:: 引文

有什麼事會讓你感覺到物是人非?
如題
五年級開始,我便總在逃學。
常去的是一家很舊很小的網吧。
那時人們最喜歡的單機還是《冰封王座》和《CS 1.6》。
我們玩最多的魔獸地圖是忍者村大戰。
我玩得最好的角色是我愛羅。
因為我愛羅很帥。
也因為我其實什麼角色都玩得很爛。
當時我們那群人里玩得最厲害的是一個用卡卡西的。
他一個人可以挑我們三人。
其他兩人負責輸出,我負責後勤。
卡卡西來了,寧次和佐助頂上去。
我繼續在別的小路打怪賺錢,給隊友送補給。
以及給卡卡西送人頭。
時常我打著打著不知從哪就忽然冒出了卡卡西,一個雷切奔我而來。
別人被打了第一反應就是干回去。
我不是。
被雷切扔中的瞬間,我就知道我該跑了。
別剛,就是慫。
跑,跑得越遠越好,帶著醜陋的記憶活下去。
活下去就有希望。
只要我成功引開卡卡西,寧次和佐助就能悄么嘰爬到敵方家裡偷對方的建築和塔。

::::
:: 資料列

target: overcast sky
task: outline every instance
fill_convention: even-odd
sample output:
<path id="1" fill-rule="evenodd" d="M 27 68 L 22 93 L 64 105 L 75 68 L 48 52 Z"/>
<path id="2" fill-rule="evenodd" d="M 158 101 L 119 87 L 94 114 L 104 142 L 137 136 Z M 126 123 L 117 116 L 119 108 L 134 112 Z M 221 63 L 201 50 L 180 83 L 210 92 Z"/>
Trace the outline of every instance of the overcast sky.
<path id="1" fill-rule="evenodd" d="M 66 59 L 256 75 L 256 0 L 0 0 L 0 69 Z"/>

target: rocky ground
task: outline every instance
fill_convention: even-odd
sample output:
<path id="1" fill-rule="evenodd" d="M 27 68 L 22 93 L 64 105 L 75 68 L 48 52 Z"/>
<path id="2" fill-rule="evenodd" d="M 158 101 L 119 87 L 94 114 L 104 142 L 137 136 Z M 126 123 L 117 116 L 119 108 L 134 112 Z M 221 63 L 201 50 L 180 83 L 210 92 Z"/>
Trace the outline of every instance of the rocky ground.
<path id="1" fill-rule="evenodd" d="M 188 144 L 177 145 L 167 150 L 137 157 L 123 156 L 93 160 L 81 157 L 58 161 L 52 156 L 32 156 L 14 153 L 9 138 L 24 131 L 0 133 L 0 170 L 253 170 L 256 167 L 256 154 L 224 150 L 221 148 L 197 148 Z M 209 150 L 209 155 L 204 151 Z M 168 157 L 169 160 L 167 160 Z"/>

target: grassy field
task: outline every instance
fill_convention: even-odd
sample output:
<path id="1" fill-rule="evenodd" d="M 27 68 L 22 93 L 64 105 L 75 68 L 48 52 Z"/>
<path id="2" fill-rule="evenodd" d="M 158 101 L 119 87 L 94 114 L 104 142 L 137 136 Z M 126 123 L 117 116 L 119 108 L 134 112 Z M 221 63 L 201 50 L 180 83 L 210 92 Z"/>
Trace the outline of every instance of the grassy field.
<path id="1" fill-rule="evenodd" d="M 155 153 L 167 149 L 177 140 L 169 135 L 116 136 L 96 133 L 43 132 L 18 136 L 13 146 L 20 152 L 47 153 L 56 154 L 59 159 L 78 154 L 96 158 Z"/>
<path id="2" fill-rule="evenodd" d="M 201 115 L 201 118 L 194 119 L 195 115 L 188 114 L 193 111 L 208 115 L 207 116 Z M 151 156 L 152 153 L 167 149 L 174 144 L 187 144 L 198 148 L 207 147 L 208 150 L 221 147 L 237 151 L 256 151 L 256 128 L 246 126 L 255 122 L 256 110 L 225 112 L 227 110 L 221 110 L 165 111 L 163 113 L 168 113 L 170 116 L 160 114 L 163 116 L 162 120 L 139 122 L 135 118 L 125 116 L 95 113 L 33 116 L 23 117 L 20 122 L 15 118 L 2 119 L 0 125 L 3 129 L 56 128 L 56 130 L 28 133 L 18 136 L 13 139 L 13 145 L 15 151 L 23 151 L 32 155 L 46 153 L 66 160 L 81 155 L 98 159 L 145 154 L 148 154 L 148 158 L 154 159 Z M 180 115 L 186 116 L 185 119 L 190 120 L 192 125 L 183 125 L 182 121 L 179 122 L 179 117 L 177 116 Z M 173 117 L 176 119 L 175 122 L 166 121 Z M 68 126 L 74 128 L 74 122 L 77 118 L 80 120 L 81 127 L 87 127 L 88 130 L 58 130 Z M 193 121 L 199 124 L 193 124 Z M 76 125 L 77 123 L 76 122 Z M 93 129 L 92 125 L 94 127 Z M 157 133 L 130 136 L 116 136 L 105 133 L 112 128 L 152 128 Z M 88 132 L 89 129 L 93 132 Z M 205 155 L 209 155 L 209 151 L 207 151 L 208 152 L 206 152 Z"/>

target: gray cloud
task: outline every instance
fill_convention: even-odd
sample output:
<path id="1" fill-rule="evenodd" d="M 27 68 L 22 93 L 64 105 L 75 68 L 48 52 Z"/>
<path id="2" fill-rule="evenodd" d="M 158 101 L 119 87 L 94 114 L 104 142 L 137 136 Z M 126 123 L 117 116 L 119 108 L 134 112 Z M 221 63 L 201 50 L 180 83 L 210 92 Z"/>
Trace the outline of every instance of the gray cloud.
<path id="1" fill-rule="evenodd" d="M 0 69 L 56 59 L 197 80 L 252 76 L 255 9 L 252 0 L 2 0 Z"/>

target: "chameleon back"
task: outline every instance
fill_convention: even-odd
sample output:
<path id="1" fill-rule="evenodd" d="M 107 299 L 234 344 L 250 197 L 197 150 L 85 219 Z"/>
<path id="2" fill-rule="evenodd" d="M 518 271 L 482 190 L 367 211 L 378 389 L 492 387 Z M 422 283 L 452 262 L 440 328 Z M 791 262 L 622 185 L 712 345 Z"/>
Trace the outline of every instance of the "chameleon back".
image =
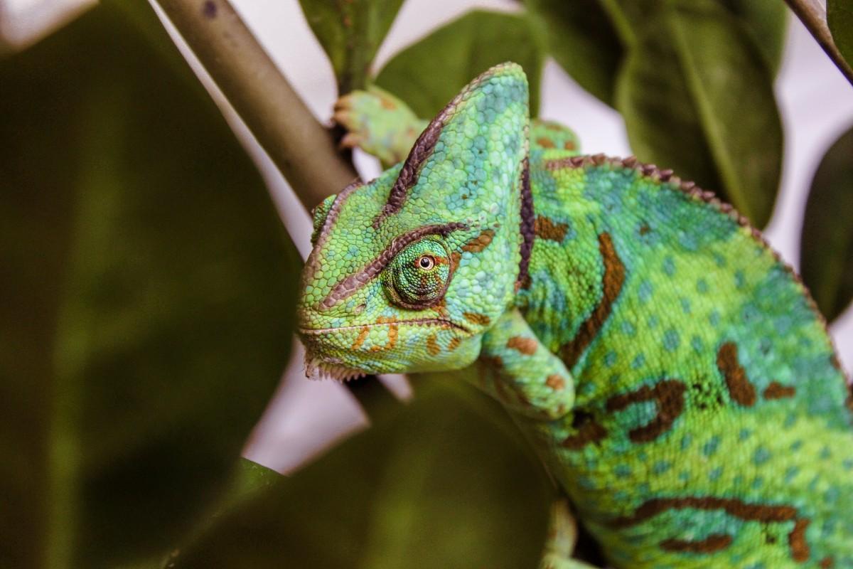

::::

任務要求. 將上方引文自“也因為我其實什麼角色都玩得很爛。”起至“別人被打了第一反應就是干回去。”止的文字逐字抄下,首尾兩處都包含在內。

作答內容.
也因為我其實什麼角色都玩得很爛。
當時我們那群人里玩得最厲害的是一個用卡卡西的。
他一個人可以挑我們三人。
其他兩人負責輸出,我負責後勤。
卡卡西來了,寧次和佐助頂上去。
我繼續在別的小路打怪賺錢,給隊友送補給。
以及給卡卡西送人頭。
時常我打著打著不知從哪就忽然冒出了卡卡西,一個雷切奔我而來。
別人被打了第一反應就是干回去。